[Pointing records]
────────
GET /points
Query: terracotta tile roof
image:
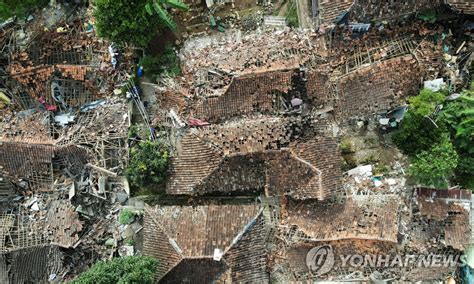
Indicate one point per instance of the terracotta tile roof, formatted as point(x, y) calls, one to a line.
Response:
point(31, 162)
point(330, 9)
point(197, 159)
point(452, 220)
point(359, 217)
point(254, 154)
point(245, 95)
point(183, 237)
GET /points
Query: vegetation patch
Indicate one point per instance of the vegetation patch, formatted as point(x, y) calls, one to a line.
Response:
point(126, 216)
point(148, 164)
point(292, 15)
point(123, 270)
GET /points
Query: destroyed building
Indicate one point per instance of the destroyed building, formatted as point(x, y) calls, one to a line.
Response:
point(254, 124)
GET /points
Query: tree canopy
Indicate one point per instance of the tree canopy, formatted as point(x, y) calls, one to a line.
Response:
point(148, 163)
point(124, 21)
point(438, 134)
point(10, 8)
point(123, 270)
point(435, 167)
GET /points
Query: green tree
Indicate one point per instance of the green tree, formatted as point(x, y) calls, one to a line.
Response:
point(148, 163)
point(123, 270)
point(124, 21)
point(459, 117)
point(419, 131)
point(436, 166)
point(9, 8)
point(165, 62)
point(159, 7)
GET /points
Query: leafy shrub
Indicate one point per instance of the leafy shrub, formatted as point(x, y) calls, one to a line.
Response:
point(126, 216)
point(346, 147)
point(418, 133)
point(123, 21)
point(292, 15)
point(148, 163)
point(458, 115)
point(10, 8)
point(436, 166)
point(166, 62)
point(123, 270)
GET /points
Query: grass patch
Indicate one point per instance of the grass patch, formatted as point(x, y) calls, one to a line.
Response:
point(126, 216)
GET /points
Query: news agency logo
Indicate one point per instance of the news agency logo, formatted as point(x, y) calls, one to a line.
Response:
point(320, 260)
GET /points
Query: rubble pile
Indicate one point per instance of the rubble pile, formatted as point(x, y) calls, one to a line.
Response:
point(255, 124)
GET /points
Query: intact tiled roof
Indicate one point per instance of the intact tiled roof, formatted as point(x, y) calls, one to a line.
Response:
point(453, 220)
point(183, 237)
point(196, 160)
point(248, 155)
point(465, 6)
point(359, 217)
point(369, 10)
point(246, 95)
point(377, 87)
point(330, 9)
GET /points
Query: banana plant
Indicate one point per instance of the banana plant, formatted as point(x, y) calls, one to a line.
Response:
point(159, 7)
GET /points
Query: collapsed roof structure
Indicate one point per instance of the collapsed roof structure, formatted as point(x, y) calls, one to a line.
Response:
point(259, 112)
point(255, 113)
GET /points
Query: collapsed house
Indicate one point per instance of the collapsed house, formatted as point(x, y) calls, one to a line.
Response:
point(369, 226)
point(464, 6)
point(63, 145)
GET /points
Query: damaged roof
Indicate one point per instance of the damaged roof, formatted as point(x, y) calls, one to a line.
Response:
point(358, 217)
point(254, 154)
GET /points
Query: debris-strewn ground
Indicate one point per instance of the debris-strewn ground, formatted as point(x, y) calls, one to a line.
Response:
point(280, 141)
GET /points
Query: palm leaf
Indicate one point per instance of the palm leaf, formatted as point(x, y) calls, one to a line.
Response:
point(177, 4)
point(165, 16)
point(149, 10)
────────
Work to complete:
Reproduce the records verbatim from their first line through the line containing "point(254, 124)", including that line. Omit the pictures from your copy.

Response:
GET /points
Query: terracotta tile roof
image:
Indicate one point per instance of the terracotta tile roof, formatted as point(x, y) calls, one to a line.
Response:
point(31, 162)
point(330, 9)
point(197, 159)
point(452, 220)
point(359, 217)
point(254, 154)
point(245, 95)
point(183, 237)
GET /points
Query: vegetation patch
Indicate one point per instance of the vegetation patch, formatted as point(x, y) calls, one to a line.
Response:
point(126, 216)
point(148, 164)
point(292, 15)
point(123, 270)
GET /points
Query: destroyed building
Indicate one point per instance of the destroyed building, formatted as point(x, y) calls, one to a line.
Response:
point(254, 124)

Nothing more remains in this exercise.